>> Begin Records supplied

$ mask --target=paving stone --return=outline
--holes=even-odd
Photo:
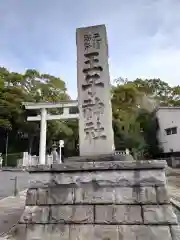
[[[26,206],[21,223],[47,223],[49,219],[49,207]]]
[[[131,205],[95,206],[96,223],[142,223],[141,207]]]
[[[135,185],[141,186],[158,186],[165,185],[165,171],[162,170],[142,170],[135,171]]]
[[[70,225],[69,240],[95,240],[93,225]]]
[[[26,205],[36,205],[37,189],[28,189],[26,195]]]
[[[171,226],[172,240],[180,239],[180,226]]]
[[[41,240],[44,239],[45,225],[29,224],[27,226],[27,233],[24,239],[26,240]]]
[[[171,205],[143,206],[144,223],[177,224],[177,218]]]
[[[150,204],[157,202],[155,187],[134,187],[133,196],[135,196],[138,203]]]
[[[93,223],[93,206],[52,206],[50,222]]]
[[[7,234],[7,238],[3,238],[3,240],[24,240],[27,233],[27,227],[26,224],[19,224],[10,231],[10,233]],[[0,238],[1,239],[1,238]]]
[[[43,240],[69,240],[69,226],[64,224],[48,224],[45,226]]]
[[[118,226],[95,225],[93,240],[120,240]]]
[[[115,188],[83,186],[75,188],[75,203],[115,203]]]
[[[172,240],[169,226],[118,226],[119,240]]]
[[[169,203],[170,197],[168,195],[167,187],[157,187],[157,201],[158,203]]]
[[[47,205],[48,204],[48,192],[50,189],[38,188],[37,191],[37,205]]]
[[[52,187],[49,189],[48,204],[72,204],[73,203],[73,188],[67,187]]]
[[[53,175],[53,181],[58,184],[87,184],[96,182],[99,186],[131,186],[134,184],[133,171],[107,171],[107,172],[79,172],[60,173]]]

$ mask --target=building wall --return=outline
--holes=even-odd
[[[180,152],[180,108],[159,108],[156,111],[159,121],[158,139],[164,153]],[[167,135],[166,129],[177,127],[176,134]]]

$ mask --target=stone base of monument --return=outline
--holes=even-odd
[[[114,155],[105,154],[98,156],[87,157],[69,157],[65,159],[65,162],[101,162],[101,161],[134,161],[132,155]]]
[[[178,240],[164,161],[31,167],[35,179],[9,239]]]

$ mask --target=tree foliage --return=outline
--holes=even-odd
[[[59,102],[69,100],[65,82],[34,69],[25,73],[9,72],[0,68],[0,152],[30,151],[38,154],[39,123],[27,122],[27,116],[37,111],[26,111],[23,102]],[[112,86],[113,128],[116,149],[129,148],[137,157],[156,157],[159,154],[153,110],[159,105],[180,106],[180,86],[171,87],[161,79],[134,81],[118,78]],[[60,109],[51,110],[59,113]],[[65,140],[65,154],[78,154],[78,122],[49,121],[47,147],[54,140]]]

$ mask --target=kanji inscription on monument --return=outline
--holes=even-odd
[[[77,29],[76,41],[80,155],[111,154],[114,134],[105,25]]]

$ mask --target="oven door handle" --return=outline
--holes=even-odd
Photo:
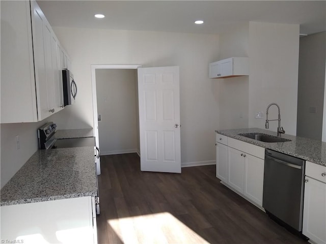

>> End Records supplied

# To do
Reproduce the listing above with every "mask" changed to "segment" and nothing else altered. Leave out the pictures.

# Written answer
$ segment --target=paving stone --return=outline
--holes=even-odd
Photo:
[[[26,206],[21,223],[47,223],[49,219],[49,207]]]
[[[131,205],[95,206],[96,223],[142,223],[141,207]]]
[[[135,185],[141,186],[158,186],[165,185],[165,171],[162,170],[142,170],[135,171]]]
[[[70,225],[69,240],[95,240],[93,225]]]
[[[26,205],[36,205],[37,189],[28,189],[26,195]]]
[[[171,226],[172,240],[180,239],[180,226]]]
[[[41,240],[44,239],[45,225],[29,224],[27,226],[27,233],[24,239],[26,240]]]
[[[171,205],[143,206],[144,223],[177,224],[177,218]]]
[[[150,204],[157,202],[155,187],[134,187],[133,196],[135,196],[138,203]]]
[[[93,223],[93,206],[52,206],[50,222]]]
[[[7,234],[7,238],[3,238],[3,240],[24,240],[27,233],[27,227],[26,224],[19,224],[10,231],[10,233]],[[0,238],[1,239],[1,238]]]
[[[43,240],[69,240],[69,226],[64,224],[48,224],[45,226]]]
[[[118,226],[95,225],[93,240],[120,240]]]
[[[115,188],[83,186],[75,188],[75,203],[115,203]]]
[[[172,240],[169,226],[118,226],[119,240]]]
[[[169,203],[170,197],[168,195],[167,187],[157,187],[157,201],[158,203]]]
[[[47,205],[48,204],[48,192],[50,189],[38,188],[37,191],[37,205]]]
[[[52,187],[49,189],[48,204],[72,204],[73,203],[73,188],[67,187]]]
[[[53,175],[53,181],[58,184],[87,184],[96,182],[99,186],[131,186],[134,184],[133,171],[107,171],[107,172],[79,172],[60,173]]]

$ segment --target=building wall --return=outline
--holes=even-odd
[[[180,152],[180,108],[159,108],[156,111],[159,121],[158,139],[164,153]],[[167,135],[166,129],[177,127],[176,134]]]

$ segment --target=stone base of monument --return=outline
--holes=even-odd
[[[114,155],[105,154],[98,156],[87,157],[69,157],[65,159],[65,162],[101,162],[101,161],[134,161],[132,155]]]
[[[178,240],[164,161],[31,167],[35,179],[9,239]]]

$ segment --target=tree foliage --return=outline
--holes=even-odd
[[[59,102],[69,100],[65,82],[34,69],[25,73],[9,72],[0,68],[0,152],[30,151],[38,154],[39,123],[27,122],[27,116],[37,111],[26,111],[23,102]],[[112,86],[113,128],[116,149],[129,148],[137,157],[156,157],[159,154],[153,110],[159,105],[180,106],[180,86],[171,87],[161,79],[134,81],[118,78]],[[60,109],[51,110],[59,113]],[[65,140],[65,154],[78,154],[78,122],[49,121],[47,147],[54,140]]]

$ segment --target=kanji inscription on monument --return=outline
--holes=even-odd
[[[77,29],[76,41],[80,155],[111,154],[114,134],[105,25]]]

$ segment --target="oven door handle" --return=outline
--holes=even-odd
Photo:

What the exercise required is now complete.